-------- Record set

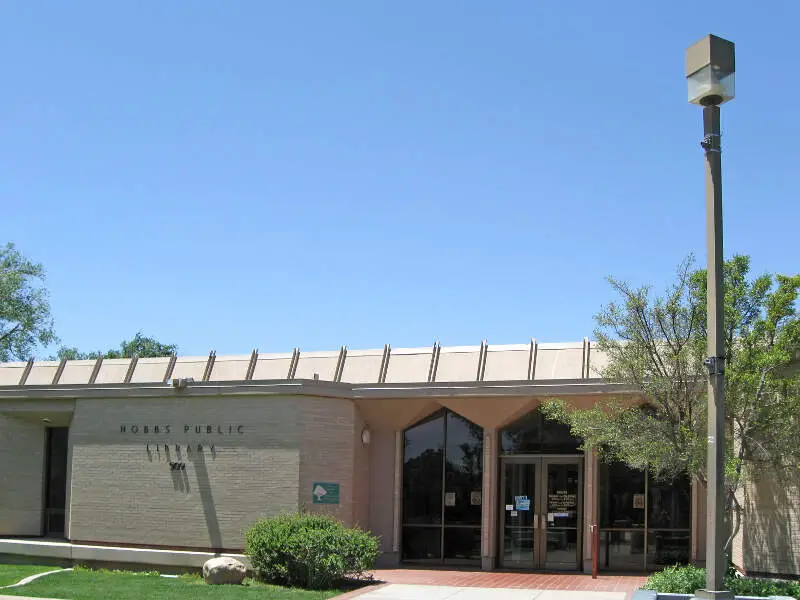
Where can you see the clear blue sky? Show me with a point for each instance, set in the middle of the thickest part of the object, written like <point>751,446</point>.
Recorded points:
<point>232,175</point>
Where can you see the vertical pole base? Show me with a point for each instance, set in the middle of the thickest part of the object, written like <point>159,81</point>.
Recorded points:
<point>713,595</point>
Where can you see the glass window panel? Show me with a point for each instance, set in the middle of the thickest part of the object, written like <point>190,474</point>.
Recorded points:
<point>422,543</point>
<point>669,504</point>
<point>621,550</point>
<point>562,548</point>
<point>57,467</point>
<point>668,548</point>
<point>462,544</point>
<point>463,472</point>
<point>622,496</point>
<point>422,472</point>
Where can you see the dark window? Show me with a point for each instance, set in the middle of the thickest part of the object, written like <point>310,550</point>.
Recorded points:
<point>463,472</point>
<point>534,434</point>
<point>422,472</point>
<point>56,480</point>
<point>622,493</point>
<point>442,477</point>
<point>632,501</point>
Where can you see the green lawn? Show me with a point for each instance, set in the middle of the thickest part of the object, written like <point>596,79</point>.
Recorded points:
<point>94,585</point>
<point>11,574</point>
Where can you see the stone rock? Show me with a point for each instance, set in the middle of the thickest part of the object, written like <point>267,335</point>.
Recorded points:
<point>224,570</point>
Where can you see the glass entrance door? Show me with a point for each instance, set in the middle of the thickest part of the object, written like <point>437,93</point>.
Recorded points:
<point>541,513</point>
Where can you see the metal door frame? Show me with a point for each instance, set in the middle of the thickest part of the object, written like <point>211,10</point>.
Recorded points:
<point>539,505</point>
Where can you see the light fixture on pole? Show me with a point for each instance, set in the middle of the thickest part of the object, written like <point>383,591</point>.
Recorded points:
<point>710,76</point>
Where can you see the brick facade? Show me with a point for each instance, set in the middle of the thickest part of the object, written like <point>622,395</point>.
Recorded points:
<point>769,539</point>
<point>124,491</point>
<point>22,455</point>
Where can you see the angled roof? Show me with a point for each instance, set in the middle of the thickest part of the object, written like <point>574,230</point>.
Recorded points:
<point>387,365</point>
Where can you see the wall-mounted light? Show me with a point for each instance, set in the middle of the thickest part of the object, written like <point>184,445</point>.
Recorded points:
<point>182,382</point>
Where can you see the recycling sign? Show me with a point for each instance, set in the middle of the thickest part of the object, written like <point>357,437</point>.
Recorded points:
<point>325,493</point>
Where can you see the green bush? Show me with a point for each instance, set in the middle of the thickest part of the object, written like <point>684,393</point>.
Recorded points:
<point>309,551</point>
<point>686,580</point>
<point>677,580</point>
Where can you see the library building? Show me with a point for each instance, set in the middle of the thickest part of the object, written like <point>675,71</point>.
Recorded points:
<point>442,452</point>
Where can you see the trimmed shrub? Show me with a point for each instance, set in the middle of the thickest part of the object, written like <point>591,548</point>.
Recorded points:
<point>677,580</point>
<point>688,579</point>
<point>309,551</point>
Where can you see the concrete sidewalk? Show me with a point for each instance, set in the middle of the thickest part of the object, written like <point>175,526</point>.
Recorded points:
<point>432,592</point>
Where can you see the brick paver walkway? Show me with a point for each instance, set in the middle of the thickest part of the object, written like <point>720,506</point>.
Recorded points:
<point>511,580</point>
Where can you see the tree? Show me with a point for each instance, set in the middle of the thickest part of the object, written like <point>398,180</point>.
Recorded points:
<point>25,320</point>
<point>656,345</point>
<point>140,346</point>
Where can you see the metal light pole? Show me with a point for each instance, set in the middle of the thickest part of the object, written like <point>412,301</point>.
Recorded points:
<point>709,72</point>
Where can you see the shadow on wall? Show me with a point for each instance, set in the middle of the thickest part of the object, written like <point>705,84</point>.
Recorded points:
<point>771,524</point>
<point>204,488</point>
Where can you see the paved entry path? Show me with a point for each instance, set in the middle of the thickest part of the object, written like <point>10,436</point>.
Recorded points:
<point>435,584</point>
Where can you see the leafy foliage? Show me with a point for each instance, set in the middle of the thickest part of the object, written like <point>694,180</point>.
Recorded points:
<point>656,346</point>
<point>25,320</point>
<point>140,346</point>
<point>309,551</point>
<point>687,580</point>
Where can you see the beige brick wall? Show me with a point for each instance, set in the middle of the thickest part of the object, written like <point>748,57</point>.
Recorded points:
<point>22,449</point>
<point>381,490</point>
<point>770,538</point>
<point>122,492</point>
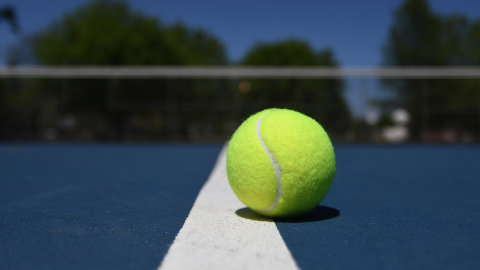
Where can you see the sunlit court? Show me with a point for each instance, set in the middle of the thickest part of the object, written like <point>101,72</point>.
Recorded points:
<point>175,135</point>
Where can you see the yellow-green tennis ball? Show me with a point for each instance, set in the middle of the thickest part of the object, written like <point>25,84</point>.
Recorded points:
<point>280,163</point>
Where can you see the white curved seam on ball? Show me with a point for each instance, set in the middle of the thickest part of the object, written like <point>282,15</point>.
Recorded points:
<point>276,167</point>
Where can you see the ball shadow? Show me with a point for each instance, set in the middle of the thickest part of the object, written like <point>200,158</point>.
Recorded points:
<point>250,214</point>
<point>319,213</point>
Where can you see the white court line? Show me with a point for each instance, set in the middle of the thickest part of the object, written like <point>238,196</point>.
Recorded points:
<point>215,237</point>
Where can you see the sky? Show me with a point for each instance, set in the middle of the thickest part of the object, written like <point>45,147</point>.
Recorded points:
<point>355,30</point>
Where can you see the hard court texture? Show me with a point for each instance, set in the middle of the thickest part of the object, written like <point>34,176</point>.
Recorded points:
<point>96,206</point>
<point>394,207</point>
<point>113,206</point>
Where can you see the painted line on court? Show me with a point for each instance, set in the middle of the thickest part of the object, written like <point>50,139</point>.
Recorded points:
<point>215,237</point>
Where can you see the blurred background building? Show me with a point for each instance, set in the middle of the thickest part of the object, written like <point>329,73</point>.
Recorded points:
<point>352,109</point>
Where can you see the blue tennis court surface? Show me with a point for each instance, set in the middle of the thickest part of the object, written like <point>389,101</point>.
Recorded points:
<point>121,206</point>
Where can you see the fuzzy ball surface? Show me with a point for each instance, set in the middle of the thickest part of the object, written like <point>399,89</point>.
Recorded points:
<point>280,163</point>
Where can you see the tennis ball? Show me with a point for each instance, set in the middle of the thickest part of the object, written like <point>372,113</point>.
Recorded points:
<point>280,163</point>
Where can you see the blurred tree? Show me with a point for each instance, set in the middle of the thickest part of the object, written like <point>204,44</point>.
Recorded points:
<point>8,15</point>
<point>420,37</point>
<point>110,33</point>
<point>321,99</point>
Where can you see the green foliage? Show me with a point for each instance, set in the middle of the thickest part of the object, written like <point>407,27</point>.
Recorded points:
<point>110,33</point>
<point>421,37</point>
<point>321,99</point>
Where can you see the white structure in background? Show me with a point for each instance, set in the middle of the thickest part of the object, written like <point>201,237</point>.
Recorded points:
<point>399,132</point>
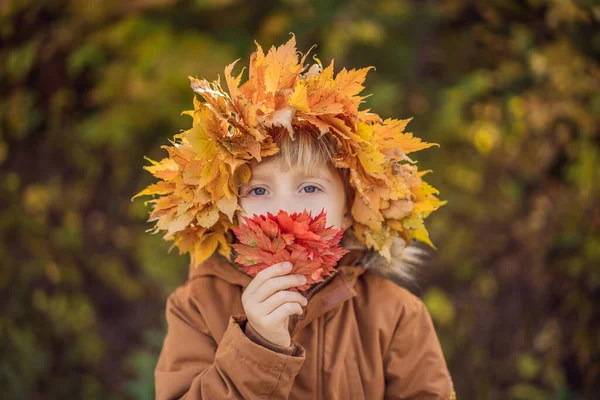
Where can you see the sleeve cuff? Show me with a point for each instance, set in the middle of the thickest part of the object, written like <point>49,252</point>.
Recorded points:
<point>257,338</point>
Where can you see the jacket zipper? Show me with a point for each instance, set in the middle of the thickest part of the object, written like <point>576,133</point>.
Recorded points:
<point>311,291</point>
<point>321,359</point>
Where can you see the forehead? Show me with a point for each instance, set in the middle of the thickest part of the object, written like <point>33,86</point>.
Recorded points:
<point>269,166</point>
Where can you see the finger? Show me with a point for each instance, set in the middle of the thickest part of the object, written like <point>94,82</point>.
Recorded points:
<point>283,296</point>
<point>275,284</point>
<point>282,312</point>
<point>267,273</point>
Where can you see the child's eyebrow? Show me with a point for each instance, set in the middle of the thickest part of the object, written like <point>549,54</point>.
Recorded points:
<point>297,175</point>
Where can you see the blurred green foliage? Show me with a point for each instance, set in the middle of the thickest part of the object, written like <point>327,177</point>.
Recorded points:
<point>510,89</point>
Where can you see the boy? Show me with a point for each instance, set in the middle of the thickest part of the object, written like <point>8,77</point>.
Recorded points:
<point>356,335</point>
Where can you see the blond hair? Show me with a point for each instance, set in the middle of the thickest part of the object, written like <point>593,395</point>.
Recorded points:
<point>309,152</point>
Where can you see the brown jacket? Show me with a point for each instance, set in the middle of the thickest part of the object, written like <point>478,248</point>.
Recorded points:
<point>361,337</point>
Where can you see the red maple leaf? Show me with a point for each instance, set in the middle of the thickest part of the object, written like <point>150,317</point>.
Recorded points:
<point>312,248</point>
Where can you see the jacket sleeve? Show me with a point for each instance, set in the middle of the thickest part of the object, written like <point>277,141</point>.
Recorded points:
<point>192,365</point>
<point>414,364</point>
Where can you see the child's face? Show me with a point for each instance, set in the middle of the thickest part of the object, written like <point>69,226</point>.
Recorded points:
<point>271,189</point>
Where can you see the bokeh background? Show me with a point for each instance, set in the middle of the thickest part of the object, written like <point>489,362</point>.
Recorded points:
<point>510,89</point>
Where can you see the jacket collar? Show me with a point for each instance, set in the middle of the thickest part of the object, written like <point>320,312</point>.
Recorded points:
<point>339,288</point>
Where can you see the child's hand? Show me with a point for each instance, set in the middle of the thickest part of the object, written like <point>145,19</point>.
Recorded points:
<point>268,307</point>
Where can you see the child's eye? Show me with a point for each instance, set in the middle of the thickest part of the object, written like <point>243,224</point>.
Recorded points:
<point>311,191</point>
<point>258,194</point>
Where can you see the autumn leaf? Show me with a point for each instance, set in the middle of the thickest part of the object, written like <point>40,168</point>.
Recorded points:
<point>209,162</point>
<point>305,241</point>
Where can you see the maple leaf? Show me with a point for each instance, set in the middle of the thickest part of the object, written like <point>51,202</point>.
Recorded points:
<point>304,240</point>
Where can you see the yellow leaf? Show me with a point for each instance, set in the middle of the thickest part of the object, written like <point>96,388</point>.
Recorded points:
<point>157,188</point>
<point>204,249</point>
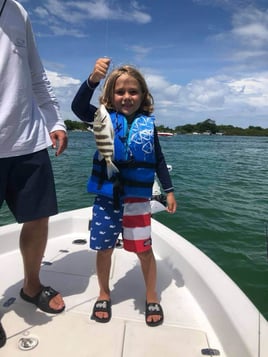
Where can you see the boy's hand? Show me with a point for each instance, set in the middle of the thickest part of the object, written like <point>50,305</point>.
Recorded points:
<point>171,203</point>
<point>100,70</point>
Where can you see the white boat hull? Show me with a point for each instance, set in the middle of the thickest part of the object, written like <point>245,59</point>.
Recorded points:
<point>203,307</point>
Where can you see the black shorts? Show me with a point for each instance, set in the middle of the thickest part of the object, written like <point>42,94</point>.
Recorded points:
<point>27,185</point>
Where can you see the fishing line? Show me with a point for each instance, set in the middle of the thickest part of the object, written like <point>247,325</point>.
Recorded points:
<point>266,237</point>
<point>2,8</point>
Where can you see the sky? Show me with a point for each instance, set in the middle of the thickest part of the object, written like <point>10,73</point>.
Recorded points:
<point>202,59</point>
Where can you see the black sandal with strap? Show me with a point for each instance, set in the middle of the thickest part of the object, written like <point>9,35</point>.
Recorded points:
<point>3,337</point>
<point>153,308</point>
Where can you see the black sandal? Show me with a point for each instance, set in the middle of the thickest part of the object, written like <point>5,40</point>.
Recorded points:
<point>102,306</point>
<point>42,299</point>
<point>153,308</point>
<point>3,337</point>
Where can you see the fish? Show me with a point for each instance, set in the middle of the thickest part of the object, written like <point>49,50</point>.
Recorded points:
<point>104,136</point>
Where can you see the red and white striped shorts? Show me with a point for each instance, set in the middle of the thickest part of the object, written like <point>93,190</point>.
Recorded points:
<point>137,225</point>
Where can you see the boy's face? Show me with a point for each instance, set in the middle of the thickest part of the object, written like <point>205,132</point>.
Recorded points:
<point>127,96</point>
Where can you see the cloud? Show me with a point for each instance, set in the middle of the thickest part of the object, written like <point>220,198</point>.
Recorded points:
<point>57,14</point>
<point>226,99</point>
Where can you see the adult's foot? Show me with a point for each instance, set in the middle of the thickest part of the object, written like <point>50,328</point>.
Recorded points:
<point>3,337</point>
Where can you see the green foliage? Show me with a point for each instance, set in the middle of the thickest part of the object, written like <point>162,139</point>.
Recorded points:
<point>207,126</point>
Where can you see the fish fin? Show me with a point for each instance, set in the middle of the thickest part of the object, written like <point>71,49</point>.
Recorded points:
<point>100,157</point>
<point>111,169</point>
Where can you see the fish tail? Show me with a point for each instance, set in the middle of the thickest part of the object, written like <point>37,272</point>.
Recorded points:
<point>111,169</point>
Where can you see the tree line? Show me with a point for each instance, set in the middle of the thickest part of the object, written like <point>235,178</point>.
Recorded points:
<point>207,126</point>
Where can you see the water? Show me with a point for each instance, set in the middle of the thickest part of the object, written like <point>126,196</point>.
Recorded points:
<point>222,191</point>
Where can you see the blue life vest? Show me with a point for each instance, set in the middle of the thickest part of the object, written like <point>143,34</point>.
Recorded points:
<point>134,156</point>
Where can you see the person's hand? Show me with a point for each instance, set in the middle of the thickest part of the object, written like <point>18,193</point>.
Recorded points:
<point>100,70</point>
<point>171,203</point>
<point>59,141</point>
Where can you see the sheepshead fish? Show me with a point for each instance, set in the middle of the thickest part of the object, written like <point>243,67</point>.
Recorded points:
<point>104,136</point>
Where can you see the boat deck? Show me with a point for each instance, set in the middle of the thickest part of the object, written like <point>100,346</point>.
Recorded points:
<point>192,311</point>
<point>70,268</point>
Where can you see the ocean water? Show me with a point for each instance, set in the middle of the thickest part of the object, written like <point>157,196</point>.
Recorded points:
<point>221,187</point>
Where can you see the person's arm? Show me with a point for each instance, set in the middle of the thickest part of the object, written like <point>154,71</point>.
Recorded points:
<point>81,103</point>
<point>161,167</point>
<point>44,95</point>
<point>164,176</point>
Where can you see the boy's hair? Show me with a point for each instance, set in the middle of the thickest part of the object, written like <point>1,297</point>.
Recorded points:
<point>106,98</point>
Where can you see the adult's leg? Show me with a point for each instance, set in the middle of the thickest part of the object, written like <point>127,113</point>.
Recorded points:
<point>33,240</point>
<point>103,266</point>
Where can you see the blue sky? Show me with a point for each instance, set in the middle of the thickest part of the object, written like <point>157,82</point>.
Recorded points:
<point>201,58</point>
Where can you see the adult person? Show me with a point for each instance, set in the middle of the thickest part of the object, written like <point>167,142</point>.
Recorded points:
<point>137,155</point>
<point>29,123</point>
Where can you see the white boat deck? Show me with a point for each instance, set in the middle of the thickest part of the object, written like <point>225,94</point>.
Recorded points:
<point>70,268</point>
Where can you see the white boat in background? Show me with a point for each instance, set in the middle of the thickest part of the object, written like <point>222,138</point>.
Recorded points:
<point>206,314</point>
<point>163,133</point>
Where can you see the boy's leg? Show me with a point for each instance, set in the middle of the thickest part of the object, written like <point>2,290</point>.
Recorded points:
<point>149,270</point>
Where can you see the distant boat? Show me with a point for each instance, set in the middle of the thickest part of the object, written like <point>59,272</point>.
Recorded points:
<point>162,133</point>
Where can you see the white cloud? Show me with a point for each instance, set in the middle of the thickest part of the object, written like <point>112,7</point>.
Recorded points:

----------------

Set down, exactly and in full, the lines from the one containing "Where can you see the white boat deck?" through the end of the entries; no other line belongs.

Where can you see the white boat deck? Show me with a point for each instance, set in the middle of the thickest part of the object, written like <point>225,94</point>.
Recorded points:
<point>70,268</point>
Where can you see the white boat in background? Show me with a point for each instance, set in the middle of the thickest part of the object, written like <point>222,138</point>.
Recorded points:
<point>206,314</point>
<point>163,133</point>
Where can you see the boy's leg? Show me with a point for each instance, set in the middle of the thickest part of the object, written like <point>2,290</point>.
Recorded points:
<point>149,270</point>
Where can you see the distant boat? Show me with a point for each instance, set in the middle of the thickest part of the object, written like <point>59,272</point>.
Recorded points:
<point>162,133</point>
Where can you see the white cloud? Show me with a point for each instance, set in the middle of the thickest part of the object, written like <point>112,7</point>.
Recorded points:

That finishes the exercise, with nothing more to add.